*Work instructions*: Your output is the line containing "written like [140,11]." plus all lines after it to the end of the records, reproduced exactly, with nothing else.
######
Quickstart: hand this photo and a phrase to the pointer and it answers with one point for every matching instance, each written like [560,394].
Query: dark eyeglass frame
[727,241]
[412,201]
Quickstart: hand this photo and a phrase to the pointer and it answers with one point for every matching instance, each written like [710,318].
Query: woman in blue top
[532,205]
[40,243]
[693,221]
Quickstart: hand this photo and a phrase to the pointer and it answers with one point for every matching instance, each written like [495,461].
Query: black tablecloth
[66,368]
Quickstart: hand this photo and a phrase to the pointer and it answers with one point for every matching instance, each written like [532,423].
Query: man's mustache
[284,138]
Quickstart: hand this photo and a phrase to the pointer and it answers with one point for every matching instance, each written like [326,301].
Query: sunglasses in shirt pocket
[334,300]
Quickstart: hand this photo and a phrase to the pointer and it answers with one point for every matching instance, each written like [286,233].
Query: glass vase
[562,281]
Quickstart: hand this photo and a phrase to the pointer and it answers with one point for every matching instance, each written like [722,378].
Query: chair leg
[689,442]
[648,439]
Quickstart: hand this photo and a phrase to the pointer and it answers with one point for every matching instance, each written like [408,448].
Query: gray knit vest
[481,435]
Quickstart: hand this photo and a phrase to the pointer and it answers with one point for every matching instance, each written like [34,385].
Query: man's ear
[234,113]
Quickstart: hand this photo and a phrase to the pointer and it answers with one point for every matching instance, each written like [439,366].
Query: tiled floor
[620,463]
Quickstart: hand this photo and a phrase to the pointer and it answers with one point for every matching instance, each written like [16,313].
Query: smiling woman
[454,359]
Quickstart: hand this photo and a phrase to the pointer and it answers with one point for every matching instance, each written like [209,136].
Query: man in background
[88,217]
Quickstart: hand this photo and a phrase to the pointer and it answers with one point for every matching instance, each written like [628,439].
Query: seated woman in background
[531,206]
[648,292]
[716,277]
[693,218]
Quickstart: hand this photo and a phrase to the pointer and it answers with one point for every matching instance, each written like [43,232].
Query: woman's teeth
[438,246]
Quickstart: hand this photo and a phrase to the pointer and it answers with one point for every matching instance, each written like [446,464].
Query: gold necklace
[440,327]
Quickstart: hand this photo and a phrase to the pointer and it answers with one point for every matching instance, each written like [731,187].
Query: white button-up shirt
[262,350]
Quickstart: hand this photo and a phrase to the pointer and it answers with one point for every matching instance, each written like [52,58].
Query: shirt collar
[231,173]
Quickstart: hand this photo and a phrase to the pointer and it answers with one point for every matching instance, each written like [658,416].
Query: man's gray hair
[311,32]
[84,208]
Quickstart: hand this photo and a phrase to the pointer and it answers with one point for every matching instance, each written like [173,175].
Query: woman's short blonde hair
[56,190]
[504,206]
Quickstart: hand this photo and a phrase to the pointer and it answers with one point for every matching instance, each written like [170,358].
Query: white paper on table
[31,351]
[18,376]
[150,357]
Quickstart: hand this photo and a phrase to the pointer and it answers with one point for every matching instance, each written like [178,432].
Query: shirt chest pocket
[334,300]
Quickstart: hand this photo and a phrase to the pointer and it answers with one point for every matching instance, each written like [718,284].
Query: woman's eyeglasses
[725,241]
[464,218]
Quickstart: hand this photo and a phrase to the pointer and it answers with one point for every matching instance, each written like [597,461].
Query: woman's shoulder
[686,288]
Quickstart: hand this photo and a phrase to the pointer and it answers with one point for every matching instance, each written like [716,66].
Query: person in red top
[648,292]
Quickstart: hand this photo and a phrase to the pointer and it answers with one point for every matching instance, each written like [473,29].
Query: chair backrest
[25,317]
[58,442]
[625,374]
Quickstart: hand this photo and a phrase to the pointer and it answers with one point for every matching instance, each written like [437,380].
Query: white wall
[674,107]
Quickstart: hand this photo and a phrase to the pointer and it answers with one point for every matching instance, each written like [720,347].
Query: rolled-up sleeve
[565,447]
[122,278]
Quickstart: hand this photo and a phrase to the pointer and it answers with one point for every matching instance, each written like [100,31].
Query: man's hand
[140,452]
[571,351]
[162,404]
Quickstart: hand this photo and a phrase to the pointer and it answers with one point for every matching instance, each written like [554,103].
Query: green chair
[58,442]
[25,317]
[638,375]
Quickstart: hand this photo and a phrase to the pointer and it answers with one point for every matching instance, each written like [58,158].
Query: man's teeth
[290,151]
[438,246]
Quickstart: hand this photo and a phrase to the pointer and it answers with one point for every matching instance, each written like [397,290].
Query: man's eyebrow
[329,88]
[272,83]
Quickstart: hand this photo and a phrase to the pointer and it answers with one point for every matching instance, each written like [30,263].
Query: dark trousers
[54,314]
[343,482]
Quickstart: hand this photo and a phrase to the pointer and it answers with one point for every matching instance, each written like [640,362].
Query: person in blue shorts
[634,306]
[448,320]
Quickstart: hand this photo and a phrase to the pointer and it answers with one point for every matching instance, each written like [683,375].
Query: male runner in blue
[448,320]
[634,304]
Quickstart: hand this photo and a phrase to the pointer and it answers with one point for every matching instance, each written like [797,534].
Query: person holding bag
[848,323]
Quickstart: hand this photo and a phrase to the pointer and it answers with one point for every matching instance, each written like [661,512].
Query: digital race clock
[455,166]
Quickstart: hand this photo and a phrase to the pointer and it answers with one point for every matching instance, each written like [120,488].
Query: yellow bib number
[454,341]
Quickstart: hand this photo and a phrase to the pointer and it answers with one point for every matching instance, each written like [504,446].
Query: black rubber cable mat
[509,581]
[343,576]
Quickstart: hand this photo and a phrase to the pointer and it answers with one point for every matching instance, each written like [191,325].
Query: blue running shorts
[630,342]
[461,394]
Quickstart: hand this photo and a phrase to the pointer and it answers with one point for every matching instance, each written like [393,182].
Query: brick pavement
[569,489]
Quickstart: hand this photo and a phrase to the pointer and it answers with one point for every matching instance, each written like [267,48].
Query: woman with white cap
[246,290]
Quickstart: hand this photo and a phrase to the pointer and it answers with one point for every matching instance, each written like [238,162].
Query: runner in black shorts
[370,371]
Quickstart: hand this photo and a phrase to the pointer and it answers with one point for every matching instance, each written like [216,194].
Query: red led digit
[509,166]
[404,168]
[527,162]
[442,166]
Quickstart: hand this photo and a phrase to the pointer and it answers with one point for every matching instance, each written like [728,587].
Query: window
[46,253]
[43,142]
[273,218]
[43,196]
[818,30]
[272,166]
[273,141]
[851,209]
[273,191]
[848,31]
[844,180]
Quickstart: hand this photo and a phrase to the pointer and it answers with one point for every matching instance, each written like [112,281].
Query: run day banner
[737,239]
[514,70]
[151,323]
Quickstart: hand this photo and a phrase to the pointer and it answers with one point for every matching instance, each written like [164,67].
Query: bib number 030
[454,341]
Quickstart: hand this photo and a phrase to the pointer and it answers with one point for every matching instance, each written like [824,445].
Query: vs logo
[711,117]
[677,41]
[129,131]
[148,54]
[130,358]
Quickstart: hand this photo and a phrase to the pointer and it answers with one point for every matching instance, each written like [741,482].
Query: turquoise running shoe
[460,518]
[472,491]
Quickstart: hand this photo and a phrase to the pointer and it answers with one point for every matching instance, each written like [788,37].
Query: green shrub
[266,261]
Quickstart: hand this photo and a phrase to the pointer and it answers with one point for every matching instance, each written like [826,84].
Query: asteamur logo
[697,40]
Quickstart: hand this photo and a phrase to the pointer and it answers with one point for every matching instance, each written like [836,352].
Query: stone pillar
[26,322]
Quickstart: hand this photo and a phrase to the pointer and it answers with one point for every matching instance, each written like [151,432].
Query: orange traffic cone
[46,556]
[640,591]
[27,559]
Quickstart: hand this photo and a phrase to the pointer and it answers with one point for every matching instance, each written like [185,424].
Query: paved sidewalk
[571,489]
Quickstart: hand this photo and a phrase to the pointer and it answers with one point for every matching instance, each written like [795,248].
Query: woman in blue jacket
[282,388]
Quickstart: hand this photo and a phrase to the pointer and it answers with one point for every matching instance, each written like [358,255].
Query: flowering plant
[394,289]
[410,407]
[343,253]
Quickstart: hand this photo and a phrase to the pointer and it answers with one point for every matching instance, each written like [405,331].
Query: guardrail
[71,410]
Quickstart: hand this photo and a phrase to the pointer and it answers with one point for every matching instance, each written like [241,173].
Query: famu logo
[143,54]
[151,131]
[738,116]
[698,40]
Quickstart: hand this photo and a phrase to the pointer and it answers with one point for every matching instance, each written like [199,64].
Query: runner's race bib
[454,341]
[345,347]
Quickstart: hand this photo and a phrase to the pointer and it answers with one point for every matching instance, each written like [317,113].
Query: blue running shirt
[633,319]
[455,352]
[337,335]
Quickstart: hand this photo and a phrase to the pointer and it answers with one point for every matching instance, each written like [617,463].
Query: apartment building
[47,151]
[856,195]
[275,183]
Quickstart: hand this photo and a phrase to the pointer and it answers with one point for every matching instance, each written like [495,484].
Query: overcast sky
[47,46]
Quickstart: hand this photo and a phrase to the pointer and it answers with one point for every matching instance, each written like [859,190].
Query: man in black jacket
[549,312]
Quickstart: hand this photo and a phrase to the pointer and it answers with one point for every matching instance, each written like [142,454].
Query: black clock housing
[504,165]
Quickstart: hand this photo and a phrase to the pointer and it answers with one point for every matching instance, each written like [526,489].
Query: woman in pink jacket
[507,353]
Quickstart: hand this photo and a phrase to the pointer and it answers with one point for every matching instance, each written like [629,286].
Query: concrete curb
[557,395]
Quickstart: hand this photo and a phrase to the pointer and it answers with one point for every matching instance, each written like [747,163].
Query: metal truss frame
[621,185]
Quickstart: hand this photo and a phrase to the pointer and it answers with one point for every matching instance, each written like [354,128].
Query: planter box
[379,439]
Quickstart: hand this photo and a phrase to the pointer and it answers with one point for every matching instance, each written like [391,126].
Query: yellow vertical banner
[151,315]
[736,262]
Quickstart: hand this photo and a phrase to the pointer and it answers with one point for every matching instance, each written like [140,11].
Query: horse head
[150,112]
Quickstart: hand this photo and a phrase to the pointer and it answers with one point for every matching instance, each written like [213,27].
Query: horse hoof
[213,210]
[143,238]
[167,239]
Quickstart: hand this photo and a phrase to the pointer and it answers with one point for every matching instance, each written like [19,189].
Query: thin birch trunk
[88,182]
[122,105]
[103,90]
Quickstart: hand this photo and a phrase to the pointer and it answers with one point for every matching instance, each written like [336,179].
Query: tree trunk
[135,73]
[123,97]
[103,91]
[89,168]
######
*The solution*:
Quickstart: hand this photo and a phrase to the pointer and it answers with one point for every matching instance, each written like [140,11].
Query: horse head
[150,112]
Quickstart: hand this photo and a phrase to the pointer and it answers with one point for every matching instance, each written like [213,27].
Query: horse hoof
[213,210]
[143,238]
[167,239]
Quickstart: hand this photo and a phrase to the pointer and it answers with one point for every matching instance, each written like [19,189].
Query: thin birch trunk
[88,182]
[122,105]
[103,90]
Quickstart: hand this photo and a phrase to the pointer and it answers with one point for every matching instance, each written like [336,179].
Query: tree trunk
[135,73]
[123,97]
[103,91]
[89,168]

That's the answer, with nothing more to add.